> _Tarefa proposta_: Retome o relato sobre a manhã em São Paulo a partir da última frase apresentada.

> _Relato fornecido_:

_ _ _

Ainda é horário de verão.
Enquanto tomamos o cronometrado café da manhã, meu filho e eu assistimos o céu em multicolorida metamorfose sobre a Marginal Pinheiros.
Saímos apressados e desta vez eu não carrego uma bolsa cheia de collants e sapatilhas. Visto legging, camiseta e rasteira, é tudo o que eu preciso.
São Paulo já é agitada neste inicio de manhã, mas com menor dose de stress. A energia é mais acolhedora, as pessoas sorriem mais. Existe uma esperança inconsciente no novo. E é um novo dia.
Adoro este colorido das sete da manhã. Alguns de verde limão e outros de vermelho, os entregadores dos jornais gratuitos interrompem o cinza da cidade.

_ _ _

> _Itens fornecidos_:
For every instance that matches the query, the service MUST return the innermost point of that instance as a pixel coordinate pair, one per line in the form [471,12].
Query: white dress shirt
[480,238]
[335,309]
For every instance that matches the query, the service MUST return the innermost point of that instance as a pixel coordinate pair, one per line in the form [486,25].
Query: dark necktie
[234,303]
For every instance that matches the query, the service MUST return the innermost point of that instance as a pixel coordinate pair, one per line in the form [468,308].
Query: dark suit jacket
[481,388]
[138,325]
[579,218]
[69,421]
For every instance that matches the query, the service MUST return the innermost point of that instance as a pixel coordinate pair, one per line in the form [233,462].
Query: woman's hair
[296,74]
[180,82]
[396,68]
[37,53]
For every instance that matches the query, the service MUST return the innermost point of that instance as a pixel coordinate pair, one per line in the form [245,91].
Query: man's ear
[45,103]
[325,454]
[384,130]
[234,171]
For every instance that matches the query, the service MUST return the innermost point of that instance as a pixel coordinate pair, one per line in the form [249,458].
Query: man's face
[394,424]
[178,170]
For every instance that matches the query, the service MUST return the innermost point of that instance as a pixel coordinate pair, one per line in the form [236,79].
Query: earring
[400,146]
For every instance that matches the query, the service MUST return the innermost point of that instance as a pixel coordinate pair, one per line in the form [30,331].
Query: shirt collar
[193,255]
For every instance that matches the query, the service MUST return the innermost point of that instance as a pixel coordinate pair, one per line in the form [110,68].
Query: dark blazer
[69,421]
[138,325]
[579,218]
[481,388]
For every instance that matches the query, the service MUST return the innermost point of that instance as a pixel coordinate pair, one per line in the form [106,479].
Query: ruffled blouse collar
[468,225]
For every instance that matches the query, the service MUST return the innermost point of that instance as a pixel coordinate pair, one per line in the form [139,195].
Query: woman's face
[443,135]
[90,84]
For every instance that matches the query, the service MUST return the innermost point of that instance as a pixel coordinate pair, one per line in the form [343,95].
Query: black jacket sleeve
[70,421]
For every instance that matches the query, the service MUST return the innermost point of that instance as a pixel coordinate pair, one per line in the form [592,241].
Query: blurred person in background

_ _ _

> _Resposta da tarefa_:
Deixo o pequeno na escola e parto para o meu desafio. Estaciono na Sampaio Vidal e caminho meia quadra, adoro este pedaço, Sol intercalado com sombras das árvores, até chegar à Padoca do Mani. Suco verde com Juliana, minha anfitriã da nova experiência.
Analfabeta em Yôga mas sempre com ‘aquela velha opinião formada sobre tudo’, viva Raul, passei anos afirmando que a prática deveria ser puro tédio, uma chatice lenta. Tão categórica, um tanto curiosa.
Juliana é impaciente e agitada. Juliana é das minhas. Juliana faz Yôga. Juliana gosta. Juliana quebrou minha teoria.
Como Juliana é ligada no incomum, ela faz Yôga que voa. E como eu salivo por uma novidade, lá vou eu, com Juliana, conhecer este mundo mais elevado. Literalmente.
A sala é um charme. Tecidos roxos e azuis caem do teto, contrastando com a parede de lousa toda desenhada com muito bom gosto. Completa ignorante no assunto, os escritos parecem sânscrito para mim. Lá no meio tem um “Yoga Rocks”. Comemoro, este eu entendo.
Aviso que sou novata na historia. Sou muito bem-vinda pela professora que passa serenidade só pelo olhar.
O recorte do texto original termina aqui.